**Required tasks**
1 - List every building that the WRUV article says the station's studios occupied.
2 - Answer these questions from the WRUV article:
(a) On what frequency does WRUV broadcast?
(b) In what year did WRUV begin Internet broadcasting?
(c) Who provides most of the station's funding?
3 - Extend the WRUV article onward from its final sentence.
# Start of Provided text
WRUV
- Burlington, Vermont; United States;
- Broadcast area: Greater Burlington, Vermont
- Frequency: 90.1 MHz

Programming
- Format: Eclectic

Ownership
- Owner: University of Vermont

History
- First air date: October 3, 1965 (on FM)
- Call sign meaning: "Radio University of Vermont"

Technical information
- Licensing authority: FCC
- Facility ID: 66566
- Class: A
- ERP: 460 watts
- HAAT: 40 meters (130 ft)
- Transmitter coordinates: 44°28′49″N 73°12′05″W﻿ / ﻿44.480306°N 73.201500°W

Links
- Public license information: Public file; LMS;
- Webcast: Listen live
- Website: wruv.org

= WRUV =

Radio station at the University of Vermont

WRUV (90.1 FM) is a free format radio station. Licensed to Burlington, Vermont, United States, the station is owned by The University of Vermont.

==History==
WRUV is the radio voice of the University of Vermont. It is a non-profit, non-commercial, educational entity licensed by the FCC comprising UVM students, staff and community members. Most of the station's funding is provided by UVM's Student Government Association while fundraisers and community underwriting covers the rest.

WRUV made its official broadcast debut from its studios in the Pomeroy barn in January 1955. The program was carried via a closed circuit system to the men's dormitories, Grasse Mount, Converse Hall, and the Redstone Campus. In 1956, the club started AM broadcasting of music.

Simulcast AM/FM broadcasting began in October 1965, with the station moving to FM-only in the early 1970s. By the mid 1970s, the station removed simulcast AM/FM from their repertoire and became a strictly FM broadcaster.

In 1986, WRUV crossed Main Street and moved into the basement of the Billings Student Center, quickly plastering the studio walls with thousands of pictures of different artists and musical groups. It began Internet broadcasting in 1997. In the summer of 2007, the station moved into the brand new Dudley H. Davis Center, the nation's first LEED Certified student center. The station's 460 watt transmitter allows the station to be heard as far away as Canada and upstate New York.
# End of Provided text
# Start of Supplied records
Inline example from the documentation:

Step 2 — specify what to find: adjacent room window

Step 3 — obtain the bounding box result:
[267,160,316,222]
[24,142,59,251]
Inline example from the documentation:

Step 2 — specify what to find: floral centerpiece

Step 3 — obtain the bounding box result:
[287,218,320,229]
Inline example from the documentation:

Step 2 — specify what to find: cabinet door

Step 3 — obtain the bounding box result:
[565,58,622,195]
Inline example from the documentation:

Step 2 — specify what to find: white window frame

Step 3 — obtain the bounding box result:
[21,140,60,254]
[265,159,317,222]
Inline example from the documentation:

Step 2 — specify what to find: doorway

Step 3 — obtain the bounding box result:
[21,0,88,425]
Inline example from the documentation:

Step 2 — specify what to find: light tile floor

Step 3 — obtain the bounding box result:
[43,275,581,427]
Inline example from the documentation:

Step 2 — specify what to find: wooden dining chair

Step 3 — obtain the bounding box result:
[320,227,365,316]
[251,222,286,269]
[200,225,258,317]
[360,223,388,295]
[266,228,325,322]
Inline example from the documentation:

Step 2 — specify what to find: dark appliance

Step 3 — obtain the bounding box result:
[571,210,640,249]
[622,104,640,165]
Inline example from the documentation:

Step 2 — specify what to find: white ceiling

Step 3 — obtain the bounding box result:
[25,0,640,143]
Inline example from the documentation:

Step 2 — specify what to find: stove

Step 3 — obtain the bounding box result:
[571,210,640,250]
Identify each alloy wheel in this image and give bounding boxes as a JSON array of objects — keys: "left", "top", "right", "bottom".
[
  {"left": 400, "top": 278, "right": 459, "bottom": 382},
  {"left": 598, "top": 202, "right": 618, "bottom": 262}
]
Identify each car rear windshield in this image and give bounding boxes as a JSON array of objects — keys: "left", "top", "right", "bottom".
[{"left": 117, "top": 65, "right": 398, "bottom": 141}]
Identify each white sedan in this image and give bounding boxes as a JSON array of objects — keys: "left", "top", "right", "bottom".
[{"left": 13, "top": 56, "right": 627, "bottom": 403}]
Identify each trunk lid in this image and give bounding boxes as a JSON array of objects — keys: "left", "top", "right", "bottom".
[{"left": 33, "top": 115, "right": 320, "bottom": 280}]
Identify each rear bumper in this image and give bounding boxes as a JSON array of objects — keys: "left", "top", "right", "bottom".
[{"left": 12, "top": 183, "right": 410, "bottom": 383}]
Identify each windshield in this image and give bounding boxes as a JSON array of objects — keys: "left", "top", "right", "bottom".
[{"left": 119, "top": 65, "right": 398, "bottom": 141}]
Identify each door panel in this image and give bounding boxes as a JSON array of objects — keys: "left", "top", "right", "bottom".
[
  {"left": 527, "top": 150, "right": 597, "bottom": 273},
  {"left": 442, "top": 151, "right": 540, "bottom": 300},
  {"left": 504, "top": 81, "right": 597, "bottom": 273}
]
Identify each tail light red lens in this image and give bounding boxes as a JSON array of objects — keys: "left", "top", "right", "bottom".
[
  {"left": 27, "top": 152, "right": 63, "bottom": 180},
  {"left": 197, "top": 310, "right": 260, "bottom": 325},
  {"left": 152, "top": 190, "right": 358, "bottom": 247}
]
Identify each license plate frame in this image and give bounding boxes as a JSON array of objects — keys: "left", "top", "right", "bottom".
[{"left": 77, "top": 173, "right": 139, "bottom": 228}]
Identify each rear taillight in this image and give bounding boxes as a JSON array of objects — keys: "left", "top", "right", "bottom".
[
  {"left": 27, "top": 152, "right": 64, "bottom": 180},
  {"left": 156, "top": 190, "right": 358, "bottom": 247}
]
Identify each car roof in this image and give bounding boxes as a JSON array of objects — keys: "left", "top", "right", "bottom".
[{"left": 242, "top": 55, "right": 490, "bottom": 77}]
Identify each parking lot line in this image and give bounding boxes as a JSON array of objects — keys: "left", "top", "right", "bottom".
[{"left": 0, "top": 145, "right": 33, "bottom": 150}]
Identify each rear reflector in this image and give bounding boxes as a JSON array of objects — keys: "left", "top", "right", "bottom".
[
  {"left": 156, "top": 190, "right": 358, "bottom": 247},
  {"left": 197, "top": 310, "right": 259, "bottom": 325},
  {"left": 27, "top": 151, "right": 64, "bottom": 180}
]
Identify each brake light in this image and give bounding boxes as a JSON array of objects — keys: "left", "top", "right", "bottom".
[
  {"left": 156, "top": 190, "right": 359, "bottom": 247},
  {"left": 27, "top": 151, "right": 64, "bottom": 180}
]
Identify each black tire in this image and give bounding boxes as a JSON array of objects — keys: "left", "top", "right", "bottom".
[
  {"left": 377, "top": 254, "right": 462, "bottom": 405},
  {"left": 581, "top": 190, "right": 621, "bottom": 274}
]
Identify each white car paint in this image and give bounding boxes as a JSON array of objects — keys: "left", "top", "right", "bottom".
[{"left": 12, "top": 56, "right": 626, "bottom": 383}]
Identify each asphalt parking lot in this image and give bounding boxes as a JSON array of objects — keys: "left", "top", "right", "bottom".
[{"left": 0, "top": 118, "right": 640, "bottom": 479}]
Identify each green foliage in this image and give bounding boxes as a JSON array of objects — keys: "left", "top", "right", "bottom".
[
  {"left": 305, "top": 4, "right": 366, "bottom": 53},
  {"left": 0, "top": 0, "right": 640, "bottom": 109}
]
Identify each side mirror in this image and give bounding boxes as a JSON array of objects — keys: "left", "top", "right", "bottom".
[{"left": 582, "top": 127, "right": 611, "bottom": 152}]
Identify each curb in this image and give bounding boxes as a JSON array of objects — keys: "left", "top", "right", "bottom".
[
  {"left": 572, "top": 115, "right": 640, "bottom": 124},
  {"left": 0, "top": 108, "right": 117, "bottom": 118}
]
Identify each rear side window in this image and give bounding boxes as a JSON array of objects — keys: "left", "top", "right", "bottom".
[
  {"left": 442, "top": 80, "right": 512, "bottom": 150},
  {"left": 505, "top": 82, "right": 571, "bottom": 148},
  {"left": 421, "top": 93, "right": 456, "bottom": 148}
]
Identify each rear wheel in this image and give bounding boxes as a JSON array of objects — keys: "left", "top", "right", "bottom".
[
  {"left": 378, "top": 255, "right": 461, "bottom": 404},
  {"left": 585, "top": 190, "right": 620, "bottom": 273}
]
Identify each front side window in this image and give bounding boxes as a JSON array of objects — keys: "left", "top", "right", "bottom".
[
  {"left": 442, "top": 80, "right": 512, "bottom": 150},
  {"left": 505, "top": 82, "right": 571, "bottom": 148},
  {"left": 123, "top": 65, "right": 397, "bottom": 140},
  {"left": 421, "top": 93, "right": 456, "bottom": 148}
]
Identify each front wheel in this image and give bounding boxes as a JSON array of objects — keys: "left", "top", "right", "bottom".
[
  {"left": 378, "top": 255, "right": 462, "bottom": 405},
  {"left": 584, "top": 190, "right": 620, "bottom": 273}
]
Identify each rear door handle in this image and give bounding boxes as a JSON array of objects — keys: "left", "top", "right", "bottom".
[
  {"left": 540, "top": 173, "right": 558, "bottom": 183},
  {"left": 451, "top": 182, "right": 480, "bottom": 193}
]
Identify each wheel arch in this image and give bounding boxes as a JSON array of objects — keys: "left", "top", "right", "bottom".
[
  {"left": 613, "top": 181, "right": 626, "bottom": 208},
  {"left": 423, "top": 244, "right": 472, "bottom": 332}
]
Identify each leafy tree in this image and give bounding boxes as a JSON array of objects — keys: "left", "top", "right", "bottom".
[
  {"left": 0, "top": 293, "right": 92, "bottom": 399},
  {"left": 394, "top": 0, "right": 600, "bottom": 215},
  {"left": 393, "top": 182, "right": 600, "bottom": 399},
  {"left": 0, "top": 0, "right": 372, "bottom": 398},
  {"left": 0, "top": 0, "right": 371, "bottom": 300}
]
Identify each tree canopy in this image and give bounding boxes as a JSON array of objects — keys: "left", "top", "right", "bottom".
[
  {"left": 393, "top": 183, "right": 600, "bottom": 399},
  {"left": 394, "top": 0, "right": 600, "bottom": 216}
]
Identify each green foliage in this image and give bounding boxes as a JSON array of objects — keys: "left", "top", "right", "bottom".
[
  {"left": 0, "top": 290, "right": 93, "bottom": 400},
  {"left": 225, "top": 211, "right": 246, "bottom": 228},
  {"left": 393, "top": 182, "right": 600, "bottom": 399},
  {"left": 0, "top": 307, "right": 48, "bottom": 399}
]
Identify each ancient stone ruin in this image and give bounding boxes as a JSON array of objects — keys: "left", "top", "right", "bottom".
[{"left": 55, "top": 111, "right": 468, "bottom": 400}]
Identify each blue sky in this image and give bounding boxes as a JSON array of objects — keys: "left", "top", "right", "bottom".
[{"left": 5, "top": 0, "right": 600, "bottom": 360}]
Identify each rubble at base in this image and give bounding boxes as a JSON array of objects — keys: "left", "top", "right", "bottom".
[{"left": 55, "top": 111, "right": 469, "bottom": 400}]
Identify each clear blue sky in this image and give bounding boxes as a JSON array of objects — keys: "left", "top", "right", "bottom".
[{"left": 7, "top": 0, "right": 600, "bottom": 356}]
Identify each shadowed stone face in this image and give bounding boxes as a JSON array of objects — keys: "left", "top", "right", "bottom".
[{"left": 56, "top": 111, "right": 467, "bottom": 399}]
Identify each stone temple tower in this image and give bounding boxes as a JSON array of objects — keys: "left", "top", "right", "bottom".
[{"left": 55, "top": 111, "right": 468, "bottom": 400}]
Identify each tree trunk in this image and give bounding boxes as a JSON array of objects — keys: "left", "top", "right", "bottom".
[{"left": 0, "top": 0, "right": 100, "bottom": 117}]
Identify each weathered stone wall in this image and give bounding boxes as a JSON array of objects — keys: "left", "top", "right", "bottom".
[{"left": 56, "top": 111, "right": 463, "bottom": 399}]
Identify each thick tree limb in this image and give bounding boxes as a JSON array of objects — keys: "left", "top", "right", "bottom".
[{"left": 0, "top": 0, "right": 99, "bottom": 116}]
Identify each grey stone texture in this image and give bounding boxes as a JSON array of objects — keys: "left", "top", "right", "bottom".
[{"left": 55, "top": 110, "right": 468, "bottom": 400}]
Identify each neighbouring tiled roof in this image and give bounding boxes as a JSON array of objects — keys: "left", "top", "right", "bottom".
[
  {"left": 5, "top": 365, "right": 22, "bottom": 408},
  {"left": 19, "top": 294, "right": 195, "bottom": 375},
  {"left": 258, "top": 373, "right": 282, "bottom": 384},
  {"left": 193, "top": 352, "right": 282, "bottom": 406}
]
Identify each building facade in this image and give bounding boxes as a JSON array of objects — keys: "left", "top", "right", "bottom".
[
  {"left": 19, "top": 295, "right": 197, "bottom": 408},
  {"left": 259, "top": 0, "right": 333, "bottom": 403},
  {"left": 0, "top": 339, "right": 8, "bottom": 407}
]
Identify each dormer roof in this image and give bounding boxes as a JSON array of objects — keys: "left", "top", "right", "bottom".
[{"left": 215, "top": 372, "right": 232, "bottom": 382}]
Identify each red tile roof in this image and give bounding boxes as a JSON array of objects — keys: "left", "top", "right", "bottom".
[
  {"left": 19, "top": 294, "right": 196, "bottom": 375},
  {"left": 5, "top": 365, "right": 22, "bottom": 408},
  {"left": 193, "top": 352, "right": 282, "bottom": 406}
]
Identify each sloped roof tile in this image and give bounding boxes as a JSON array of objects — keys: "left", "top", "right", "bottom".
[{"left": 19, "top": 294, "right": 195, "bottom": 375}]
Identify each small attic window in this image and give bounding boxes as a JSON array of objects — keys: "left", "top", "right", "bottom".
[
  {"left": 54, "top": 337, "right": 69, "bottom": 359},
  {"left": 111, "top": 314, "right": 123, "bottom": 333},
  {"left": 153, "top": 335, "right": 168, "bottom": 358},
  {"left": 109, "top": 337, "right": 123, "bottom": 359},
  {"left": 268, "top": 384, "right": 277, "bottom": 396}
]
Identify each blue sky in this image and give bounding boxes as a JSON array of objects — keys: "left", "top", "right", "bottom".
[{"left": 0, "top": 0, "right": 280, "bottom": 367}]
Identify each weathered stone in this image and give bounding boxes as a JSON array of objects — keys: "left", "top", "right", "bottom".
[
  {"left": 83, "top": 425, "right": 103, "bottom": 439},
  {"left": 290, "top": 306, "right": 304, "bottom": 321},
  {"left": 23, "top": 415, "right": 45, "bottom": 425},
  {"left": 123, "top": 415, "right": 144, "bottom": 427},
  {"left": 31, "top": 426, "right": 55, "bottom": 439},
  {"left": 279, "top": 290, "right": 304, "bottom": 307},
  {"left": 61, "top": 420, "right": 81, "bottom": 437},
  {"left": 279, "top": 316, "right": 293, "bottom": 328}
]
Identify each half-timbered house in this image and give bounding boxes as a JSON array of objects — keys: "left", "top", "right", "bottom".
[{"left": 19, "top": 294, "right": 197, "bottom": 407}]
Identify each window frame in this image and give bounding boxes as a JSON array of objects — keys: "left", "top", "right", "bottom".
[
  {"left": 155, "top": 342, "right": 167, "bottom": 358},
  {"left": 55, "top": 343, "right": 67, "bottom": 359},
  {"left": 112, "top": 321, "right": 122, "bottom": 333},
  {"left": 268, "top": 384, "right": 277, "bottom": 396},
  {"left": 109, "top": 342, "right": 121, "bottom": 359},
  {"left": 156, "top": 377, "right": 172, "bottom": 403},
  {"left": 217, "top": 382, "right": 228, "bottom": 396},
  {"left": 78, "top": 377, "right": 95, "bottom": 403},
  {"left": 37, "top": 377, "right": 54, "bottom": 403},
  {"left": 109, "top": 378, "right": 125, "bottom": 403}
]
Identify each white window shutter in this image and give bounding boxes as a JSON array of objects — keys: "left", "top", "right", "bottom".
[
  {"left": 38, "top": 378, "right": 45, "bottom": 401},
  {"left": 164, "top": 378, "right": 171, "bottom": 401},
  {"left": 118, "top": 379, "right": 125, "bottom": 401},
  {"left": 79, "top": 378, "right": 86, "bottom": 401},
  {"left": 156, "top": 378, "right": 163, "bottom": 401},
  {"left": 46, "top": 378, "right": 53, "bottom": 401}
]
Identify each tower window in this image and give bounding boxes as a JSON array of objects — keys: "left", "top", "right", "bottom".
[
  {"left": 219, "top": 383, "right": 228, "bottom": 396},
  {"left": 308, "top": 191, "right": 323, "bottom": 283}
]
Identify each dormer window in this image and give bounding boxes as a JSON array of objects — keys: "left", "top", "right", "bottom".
# End of Supplied records
**Answers to the exercise**
1 -
Pomeroy barn
Billings Student Center
Dudley H. Davis Center

2 -
(a) 90.1 MHz (FM).
(b) 1997.
(c) UVM's Student Government Association.

3 -
==Programming==
The station's philosophy towards broadcasting is to "provide a mixture of different styles of music and an alternative to the watered-down offerings of corporate-commercial radio". From soul, indie, jazz, house, hip-hop, classical, reggae, Latin, to eclectic, the music choice is left to the disc jockey. Each DJ is assigned a weekly slot of one to three hours and allowed to program their own style of show (free format). The only restrictions are that no more than 20% of a DJ's playlist can be by artists who have charted in the Billboard Hot 100, and that no song that has charted in the Billboard Hot 100 can be played.

There are a few programs with news on WRUV as well, including WRUV's news show InTheKnow (UVM and Burlington news) and Moccasin Tracks (Native American affairs).

The Exposure segment is hosted the 2nd and 4th Wednesday of every month. It features local bands and gives them the opportunity to "play a live set, chat about upcoming shows, and whatever else we feel like."

==Executive board==
All UVM students who are members of the SGA-sanctioned student club of WRUV are eligible to run for the executive board positions. There are two non-student positions as well, making all WRUV community members applicable.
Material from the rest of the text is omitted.